[begin Data rows]
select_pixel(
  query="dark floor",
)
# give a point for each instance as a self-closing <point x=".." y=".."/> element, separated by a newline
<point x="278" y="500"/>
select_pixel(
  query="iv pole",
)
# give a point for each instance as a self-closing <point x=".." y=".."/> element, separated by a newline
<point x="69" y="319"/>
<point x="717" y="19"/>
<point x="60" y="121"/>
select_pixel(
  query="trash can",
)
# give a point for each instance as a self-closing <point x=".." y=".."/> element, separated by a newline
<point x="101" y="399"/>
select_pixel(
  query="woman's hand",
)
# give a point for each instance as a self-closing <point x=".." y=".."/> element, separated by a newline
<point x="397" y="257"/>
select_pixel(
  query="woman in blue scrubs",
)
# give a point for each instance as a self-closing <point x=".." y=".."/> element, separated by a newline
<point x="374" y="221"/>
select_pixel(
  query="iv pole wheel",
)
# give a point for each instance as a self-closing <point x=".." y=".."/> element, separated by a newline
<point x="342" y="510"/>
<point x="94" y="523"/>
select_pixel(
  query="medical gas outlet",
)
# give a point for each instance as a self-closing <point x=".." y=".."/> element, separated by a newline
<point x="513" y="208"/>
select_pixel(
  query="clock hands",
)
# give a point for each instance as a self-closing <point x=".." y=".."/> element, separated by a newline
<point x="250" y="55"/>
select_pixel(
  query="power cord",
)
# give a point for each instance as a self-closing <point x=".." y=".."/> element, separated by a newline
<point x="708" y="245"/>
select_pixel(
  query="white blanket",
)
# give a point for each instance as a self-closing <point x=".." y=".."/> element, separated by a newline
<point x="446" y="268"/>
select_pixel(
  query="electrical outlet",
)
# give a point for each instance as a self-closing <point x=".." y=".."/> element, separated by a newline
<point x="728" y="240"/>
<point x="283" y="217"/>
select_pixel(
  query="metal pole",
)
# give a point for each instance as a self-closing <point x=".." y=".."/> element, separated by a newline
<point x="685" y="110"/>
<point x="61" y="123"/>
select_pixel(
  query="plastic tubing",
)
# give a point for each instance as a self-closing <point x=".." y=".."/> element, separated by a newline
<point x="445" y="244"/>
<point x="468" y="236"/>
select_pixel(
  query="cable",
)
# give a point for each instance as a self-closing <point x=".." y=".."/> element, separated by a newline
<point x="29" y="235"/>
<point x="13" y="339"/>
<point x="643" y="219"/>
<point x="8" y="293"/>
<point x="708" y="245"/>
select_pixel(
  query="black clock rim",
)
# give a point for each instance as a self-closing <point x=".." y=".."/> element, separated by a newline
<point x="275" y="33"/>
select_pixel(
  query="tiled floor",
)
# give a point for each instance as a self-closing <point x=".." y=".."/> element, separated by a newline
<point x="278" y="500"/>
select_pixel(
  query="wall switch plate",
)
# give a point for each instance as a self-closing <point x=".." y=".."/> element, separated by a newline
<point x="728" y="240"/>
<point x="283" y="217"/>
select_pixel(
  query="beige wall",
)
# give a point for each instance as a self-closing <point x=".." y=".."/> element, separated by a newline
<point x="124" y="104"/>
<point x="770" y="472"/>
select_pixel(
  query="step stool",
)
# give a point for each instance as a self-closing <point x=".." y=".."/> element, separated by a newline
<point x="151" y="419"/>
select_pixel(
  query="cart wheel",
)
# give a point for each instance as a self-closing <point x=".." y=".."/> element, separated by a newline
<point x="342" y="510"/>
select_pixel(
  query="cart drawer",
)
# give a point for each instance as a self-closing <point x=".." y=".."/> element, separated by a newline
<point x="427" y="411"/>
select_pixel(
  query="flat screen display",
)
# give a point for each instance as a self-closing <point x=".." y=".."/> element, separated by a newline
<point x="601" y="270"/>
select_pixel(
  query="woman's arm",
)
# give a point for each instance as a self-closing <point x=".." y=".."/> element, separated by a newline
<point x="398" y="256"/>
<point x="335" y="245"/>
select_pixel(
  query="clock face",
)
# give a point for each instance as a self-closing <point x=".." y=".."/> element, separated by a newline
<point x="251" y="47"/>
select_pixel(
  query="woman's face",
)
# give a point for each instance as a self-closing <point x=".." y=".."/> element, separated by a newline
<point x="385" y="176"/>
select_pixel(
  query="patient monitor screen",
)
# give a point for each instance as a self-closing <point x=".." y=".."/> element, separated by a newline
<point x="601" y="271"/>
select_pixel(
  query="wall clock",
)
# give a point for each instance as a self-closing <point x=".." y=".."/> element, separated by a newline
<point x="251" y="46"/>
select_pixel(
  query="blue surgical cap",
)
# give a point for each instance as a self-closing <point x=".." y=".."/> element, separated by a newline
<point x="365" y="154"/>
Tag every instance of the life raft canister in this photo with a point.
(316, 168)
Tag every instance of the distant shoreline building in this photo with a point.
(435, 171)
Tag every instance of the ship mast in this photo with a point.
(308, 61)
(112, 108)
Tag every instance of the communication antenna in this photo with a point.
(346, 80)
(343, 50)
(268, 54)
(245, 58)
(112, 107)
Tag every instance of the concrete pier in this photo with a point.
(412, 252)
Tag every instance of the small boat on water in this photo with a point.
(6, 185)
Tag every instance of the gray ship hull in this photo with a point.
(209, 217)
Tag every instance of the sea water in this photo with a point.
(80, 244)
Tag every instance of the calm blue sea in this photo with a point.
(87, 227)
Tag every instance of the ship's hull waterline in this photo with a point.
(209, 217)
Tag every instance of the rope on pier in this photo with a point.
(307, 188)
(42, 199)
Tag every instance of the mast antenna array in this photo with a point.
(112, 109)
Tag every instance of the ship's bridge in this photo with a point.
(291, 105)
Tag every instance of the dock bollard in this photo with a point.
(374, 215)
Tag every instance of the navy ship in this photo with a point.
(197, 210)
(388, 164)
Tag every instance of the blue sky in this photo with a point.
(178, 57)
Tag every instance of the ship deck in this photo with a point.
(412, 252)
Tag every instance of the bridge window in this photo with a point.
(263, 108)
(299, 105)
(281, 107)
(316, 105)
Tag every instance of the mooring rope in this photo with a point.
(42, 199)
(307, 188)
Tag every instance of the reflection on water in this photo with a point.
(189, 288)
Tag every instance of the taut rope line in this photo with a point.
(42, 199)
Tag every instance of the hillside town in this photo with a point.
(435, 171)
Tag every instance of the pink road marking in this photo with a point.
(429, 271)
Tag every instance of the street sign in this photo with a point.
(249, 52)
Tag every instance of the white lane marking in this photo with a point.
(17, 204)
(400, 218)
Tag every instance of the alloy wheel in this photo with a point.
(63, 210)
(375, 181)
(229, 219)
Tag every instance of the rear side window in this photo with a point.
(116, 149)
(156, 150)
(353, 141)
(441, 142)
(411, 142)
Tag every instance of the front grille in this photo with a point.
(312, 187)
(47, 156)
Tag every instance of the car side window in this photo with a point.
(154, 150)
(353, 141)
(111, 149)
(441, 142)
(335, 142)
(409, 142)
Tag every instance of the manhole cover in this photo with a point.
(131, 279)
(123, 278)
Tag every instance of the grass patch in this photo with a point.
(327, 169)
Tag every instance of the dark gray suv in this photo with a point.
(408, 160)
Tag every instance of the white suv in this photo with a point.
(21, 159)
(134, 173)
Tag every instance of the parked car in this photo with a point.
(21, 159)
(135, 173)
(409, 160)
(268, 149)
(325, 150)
[end Data rows]
*Goal of the exercise*: Rescale the rows from the line with "Tag every instance of the ship deck" through the last row, writing out every line again with the requests included. Multiply each point coordinate in the answers by 1.95, round to whole numbers with halves going up, and return only those lines.

*Response to the exercise*:
Tag every instance of the ship deck in this photo with a point.
(803, 491)
Tag every instance of the bridge window in this photo with a point.
(513, 211)
(583, 205)
(548, 209)
(616, 205)
Tag every instance of the mooring rope in this photo with a point.
(82, 388)
(599, 367)
Tag every instance of the reflection on water in this photo with a point.
(369, 562)
Tag every instance of the taut rope line in this photo with a point.
(82, 388)
Tag every instance of the hillside town in this photo with a point.
(848, 333)
Tag every instance of the pink road marking in this photo with a point.
(837, 528)
Tag every instance of the street sign in this photo with a point.
(486, 101)
Tag every instance of the white lane marking in this photo with a point.
(33, 398)
(780, 425)
Tag every instance of the alloy wheel in this photo with a point.
(123, 410)
(731, 353)
(447, 427)
Tag every instance of the rear side window in this photo with a point.
(226, 291)
(304, 293)
(688, 275)
(860, 277)
(801, 277)
Tag every instance of the front grille in this photo with a point.
(608, 365)
(92, 304)
Tag every instance of the car side window in this photo with a point.
(300, 293)
(688, 275)
(216, 291)
(860, 277)
(653, 277)
(798, 277)
Tag every instance of the manhole cover in this photo with a point.
(255, 544)
(240, 542)
Tag every instance of the grass patch in this photo with a point.
(638, 330)
Tag every instance of the dark gray suv in this photo with a point.
(796, 312)
Tag every instance of the white suv in this photo with a point.
(41, 310)
(261, 337)
Tag every instance of the parked car in this photo with a point.
(41, 310)
(263, 337)
(798, 312)
(523, 291)
(634, 293)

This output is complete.